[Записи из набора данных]
========================================

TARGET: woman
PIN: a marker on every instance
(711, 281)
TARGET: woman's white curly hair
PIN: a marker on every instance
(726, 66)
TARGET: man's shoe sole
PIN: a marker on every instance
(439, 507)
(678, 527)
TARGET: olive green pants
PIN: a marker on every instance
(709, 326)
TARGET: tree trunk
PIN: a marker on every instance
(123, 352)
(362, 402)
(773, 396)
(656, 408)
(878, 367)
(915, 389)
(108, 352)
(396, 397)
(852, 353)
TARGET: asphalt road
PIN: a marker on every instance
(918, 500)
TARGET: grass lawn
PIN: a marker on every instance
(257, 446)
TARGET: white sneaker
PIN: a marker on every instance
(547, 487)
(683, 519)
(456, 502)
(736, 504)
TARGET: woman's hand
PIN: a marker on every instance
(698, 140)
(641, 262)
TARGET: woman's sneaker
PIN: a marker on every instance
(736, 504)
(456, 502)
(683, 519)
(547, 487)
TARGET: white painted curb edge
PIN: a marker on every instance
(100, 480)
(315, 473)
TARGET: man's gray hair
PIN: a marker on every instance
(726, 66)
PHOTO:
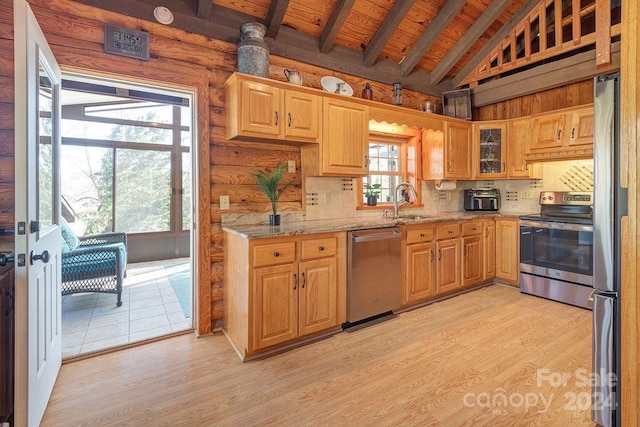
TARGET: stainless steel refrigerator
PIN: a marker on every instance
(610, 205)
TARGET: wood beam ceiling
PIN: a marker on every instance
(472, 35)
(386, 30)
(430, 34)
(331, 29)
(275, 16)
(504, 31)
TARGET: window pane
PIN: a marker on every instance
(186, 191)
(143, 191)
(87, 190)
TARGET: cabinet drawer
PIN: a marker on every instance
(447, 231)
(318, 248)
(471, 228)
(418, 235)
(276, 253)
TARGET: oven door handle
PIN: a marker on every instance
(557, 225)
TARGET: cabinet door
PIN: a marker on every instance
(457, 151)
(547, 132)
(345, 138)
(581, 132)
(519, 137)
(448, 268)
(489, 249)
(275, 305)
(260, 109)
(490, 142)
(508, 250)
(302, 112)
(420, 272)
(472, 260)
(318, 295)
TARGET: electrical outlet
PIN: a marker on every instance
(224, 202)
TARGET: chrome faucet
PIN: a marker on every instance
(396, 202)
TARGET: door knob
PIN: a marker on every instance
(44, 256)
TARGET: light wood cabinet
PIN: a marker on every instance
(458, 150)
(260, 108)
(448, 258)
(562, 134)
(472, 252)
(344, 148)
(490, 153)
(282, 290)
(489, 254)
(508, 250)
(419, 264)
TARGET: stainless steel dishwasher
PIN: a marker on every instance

========================================

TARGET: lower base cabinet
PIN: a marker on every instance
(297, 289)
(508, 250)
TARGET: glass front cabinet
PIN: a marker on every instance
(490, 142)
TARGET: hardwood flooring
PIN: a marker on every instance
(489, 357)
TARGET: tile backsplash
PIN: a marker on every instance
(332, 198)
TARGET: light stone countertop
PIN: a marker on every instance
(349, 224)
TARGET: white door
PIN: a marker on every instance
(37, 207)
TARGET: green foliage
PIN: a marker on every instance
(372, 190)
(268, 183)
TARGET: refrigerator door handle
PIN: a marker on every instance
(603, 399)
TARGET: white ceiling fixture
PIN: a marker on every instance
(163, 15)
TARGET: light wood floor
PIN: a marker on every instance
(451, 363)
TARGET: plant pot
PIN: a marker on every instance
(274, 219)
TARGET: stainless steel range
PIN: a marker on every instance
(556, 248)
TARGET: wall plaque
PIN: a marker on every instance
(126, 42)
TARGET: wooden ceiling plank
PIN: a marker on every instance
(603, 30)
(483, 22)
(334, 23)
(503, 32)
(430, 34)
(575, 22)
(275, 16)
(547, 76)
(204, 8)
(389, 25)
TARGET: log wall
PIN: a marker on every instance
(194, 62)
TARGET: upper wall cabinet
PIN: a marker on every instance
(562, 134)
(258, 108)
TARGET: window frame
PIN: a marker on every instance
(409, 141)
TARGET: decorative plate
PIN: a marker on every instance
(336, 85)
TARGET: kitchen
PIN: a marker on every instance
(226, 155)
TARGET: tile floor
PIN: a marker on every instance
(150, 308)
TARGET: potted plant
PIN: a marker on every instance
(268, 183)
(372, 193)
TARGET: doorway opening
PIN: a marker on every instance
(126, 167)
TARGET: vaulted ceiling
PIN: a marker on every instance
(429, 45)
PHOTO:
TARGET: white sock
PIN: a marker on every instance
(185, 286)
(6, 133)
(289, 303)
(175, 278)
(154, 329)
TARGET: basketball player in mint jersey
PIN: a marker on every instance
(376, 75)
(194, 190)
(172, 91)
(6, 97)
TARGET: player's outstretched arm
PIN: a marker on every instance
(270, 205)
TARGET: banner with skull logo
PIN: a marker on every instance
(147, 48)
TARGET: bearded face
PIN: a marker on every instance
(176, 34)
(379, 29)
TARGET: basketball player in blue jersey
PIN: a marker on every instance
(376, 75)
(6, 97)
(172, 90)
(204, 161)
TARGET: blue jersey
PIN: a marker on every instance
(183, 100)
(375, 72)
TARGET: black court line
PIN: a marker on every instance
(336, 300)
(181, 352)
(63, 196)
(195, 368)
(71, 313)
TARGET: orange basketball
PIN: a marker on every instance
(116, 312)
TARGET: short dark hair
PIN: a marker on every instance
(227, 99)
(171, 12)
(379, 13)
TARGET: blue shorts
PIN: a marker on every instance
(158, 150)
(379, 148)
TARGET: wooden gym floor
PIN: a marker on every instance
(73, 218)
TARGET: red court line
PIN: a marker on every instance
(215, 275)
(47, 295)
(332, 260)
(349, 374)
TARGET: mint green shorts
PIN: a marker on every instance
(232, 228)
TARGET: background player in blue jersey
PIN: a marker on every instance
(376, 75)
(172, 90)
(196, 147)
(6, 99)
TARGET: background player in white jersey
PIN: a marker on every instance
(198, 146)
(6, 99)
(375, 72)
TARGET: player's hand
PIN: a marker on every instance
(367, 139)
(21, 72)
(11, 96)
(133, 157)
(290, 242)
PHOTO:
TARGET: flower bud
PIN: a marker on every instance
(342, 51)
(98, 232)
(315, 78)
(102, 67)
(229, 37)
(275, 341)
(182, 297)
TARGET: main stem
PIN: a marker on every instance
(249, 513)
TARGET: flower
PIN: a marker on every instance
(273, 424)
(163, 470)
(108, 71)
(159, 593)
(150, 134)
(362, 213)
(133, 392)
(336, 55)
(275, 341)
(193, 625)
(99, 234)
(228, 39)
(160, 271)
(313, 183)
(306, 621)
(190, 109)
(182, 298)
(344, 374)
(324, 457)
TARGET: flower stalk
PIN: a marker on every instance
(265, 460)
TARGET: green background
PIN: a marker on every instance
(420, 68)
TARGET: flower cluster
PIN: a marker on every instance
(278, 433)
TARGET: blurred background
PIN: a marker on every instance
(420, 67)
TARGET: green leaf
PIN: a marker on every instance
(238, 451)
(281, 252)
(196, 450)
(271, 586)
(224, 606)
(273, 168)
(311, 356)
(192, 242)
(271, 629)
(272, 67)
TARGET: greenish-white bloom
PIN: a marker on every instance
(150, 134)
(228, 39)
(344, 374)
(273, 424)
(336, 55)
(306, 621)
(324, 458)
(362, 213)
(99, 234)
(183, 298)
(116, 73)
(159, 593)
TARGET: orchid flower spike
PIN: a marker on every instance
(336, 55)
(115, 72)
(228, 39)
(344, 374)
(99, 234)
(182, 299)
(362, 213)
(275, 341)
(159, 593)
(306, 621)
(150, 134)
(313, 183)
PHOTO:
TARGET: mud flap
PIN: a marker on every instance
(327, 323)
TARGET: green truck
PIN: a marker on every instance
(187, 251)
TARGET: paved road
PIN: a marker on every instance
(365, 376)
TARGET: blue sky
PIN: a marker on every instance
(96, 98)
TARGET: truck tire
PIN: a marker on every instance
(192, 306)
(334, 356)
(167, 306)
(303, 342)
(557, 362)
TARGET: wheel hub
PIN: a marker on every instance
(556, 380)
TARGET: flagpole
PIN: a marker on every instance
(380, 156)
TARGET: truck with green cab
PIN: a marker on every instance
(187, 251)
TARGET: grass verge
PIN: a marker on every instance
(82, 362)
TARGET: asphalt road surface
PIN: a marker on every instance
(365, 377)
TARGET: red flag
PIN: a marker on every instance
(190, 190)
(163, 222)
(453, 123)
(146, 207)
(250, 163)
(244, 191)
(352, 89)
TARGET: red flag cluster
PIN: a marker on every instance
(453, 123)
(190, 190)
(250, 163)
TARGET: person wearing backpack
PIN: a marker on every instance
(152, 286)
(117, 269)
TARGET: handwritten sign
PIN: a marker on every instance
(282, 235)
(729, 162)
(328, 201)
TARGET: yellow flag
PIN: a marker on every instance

========================================

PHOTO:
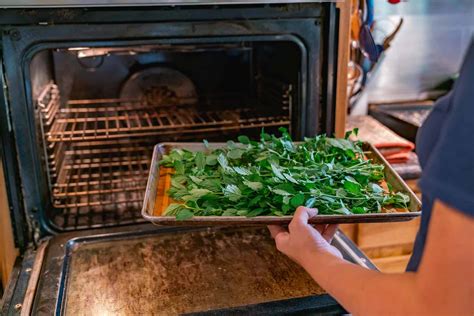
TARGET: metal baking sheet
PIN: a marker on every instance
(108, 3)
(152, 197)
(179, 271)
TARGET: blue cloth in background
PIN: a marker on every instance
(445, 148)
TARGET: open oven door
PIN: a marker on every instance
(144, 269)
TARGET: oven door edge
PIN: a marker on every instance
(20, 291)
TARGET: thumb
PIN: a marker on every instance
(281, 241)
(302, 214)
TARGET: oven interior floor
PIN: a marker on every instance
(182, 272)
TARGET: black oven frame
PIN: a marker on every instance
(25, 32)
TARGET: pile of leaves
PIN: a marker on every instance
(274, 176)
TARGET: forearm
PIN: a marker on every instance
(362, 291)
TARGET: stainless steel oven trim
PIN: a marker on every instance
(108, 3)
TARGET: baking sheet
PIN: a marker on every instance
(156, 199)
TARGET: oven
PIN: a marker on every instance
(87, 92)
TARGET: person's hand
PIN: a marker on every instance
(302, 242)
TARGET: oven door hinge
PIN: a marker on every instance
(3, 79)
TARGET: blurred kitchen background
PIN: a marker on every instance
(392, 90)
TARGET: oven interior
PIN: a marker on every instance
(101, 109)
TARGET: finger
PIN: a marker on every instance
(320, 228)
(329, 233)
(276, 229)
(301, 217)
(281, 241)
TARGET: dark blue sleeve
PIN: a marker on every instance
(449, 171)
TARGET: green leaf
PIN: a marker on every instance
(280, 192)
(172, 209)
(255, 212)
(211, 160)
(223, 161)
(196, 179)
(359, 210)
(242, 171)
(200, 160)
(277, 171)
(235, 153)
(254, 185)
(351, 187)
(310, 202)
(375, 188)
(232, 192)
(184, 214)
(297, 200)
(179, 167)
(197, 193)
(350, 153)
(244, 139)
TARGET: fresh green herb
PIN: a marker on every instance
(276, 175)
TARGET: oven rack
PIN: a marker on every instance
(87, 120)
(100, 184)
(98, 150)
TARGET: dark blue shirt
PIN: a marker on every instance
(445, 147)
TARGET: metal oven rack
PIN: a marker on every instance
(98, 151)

========================================

■ **Цель упражнения**
Перечислите все строки листинга, в которых встречается слово «handle», учитывая регистр.

■ **Ответ к заданию**
TARGET: oven door handle
TARGET: refrigerator door handle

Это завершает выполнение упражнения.